- **Excerpted records**:
## BEGIN
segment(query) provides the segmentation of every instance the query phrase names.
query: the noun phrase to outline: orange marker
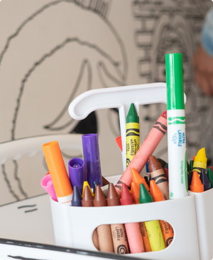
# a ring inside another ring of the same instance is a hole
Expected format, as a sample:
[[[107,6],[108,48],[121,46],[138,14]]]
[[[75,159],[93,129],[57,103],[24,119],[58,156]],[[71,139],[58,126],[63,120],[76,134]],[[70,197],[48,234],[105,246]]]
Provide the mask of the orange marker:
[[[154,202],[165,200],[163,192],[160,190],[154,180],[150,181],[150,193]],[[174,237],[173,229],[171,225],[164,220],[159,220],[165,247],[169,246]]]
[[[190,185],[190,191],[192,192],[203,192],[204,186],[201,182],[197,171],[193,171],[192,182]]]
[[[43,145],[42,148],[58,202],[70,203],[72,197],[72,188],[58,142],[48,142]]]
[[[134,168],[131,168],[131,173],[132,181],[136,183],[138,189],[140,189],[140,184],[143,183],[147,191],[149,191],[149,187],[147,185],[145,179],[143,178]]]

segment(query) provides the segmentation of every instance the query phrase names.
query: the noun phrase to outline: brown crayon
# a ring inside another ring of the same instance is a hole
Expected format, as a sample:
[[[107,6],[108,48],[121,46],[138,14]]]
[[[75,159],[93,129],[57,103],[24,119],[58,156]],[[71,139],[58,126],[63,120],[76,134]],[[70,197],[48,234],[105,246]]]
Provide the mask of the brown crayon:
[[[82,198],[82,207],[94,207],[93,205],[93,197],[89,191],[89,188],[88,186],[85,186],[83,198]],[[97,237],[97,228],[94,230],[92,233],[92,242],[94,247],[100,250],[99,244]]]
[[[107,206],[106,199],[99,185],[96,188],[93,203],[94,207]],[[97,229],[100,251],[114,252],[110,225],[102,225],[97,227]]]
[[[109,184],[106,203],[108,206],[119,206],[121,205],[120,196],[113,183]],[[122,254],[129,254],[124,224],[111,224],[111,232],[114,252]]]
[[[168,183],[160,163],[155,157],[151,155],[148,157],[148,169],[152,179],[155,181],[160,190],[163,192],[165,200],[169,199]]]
## END
- **Task to complete**:
Reproduce all of the material above exactly, line for line, but leave the picture out.

- **Final answer**:
segment(query) provides the segmentation of every instance the query phrase names.
query: the noun phrase to outline: orange marker
# a ring inside another ring of the same instance is a hole
Expected format, as a sample:
[[[107,6],[108,48],[121,46],[138,14]]]
[[[75,159],[93,129],[57,103],[24,119],[58,156]],[[71,139],[58,126],[63,120],[76,134]],[[70,197],[48,234],[105,246]]]
Provide the mask of the orange marker:
[[[154,202],[165,200],[163,192],[160,190],[154,180],[150,181],[150,193]],[[174,237],[173,229],[171,225],[164,220],[159,220],[165,247],[169,246]]]
[[[190,185],[190,191],[192,192],[203,192],[204,186],[201,182],[197,171],[193,171],[192,182]]]
[[[43,145],[42,148],[58,202],[70,203],[72,197],[72,188],[58,142],[48,142]]]
[[[134,168],[131,168],[131,173],[132,181],[136,183],[138,189],[140,189],[140,184],[143,183],[147,191],[149,191],[149,187],[147,185],[145,179],[143,178]]]

segment(query) provides the segmentation of every instance the query phrase names.
query: the noun phrase to outline: brown crayon
# a ring inside another ring of the same instance is a hole
Expected format, as a sample:
[[[107,6],[108,48],[121,46],[138,14]]]
[[[75,159],[93,129],[57,103],[24,119],[58,156]],[[71,139],[58,126],[63,120],[76,134]],[[70,197],[48,234],[105,246]]]
Provide the mask of the brown crayon:
[[[82,198],[82,207],[94,207],[93,205],[93,197],[89,191],[89,188],[88,186],[85,186],[83,198]],[[97,237],[97,228],[94,230],[92,233],[92,242],[94,247],[100,250],[99,244]]]
[[[107,206],[106,199],[99,185],[96,188],[93,203],[94,207]],[[97,229],[100,251],[114,252],[110,225],[102,225],[97,227]]]
[[[109,184],[106,203],[108,206],[119,206],[121,205],[120,196],[113,183]],[[122,254],[129,254],[124,224],[111,224],[111,232],[114,252]]]
[[[168,183],[160,163],[155,157],[151,155],[148,157],[148,169],[152,179],[155,181],[160,190],[163,192],[165,200],[169,199]]]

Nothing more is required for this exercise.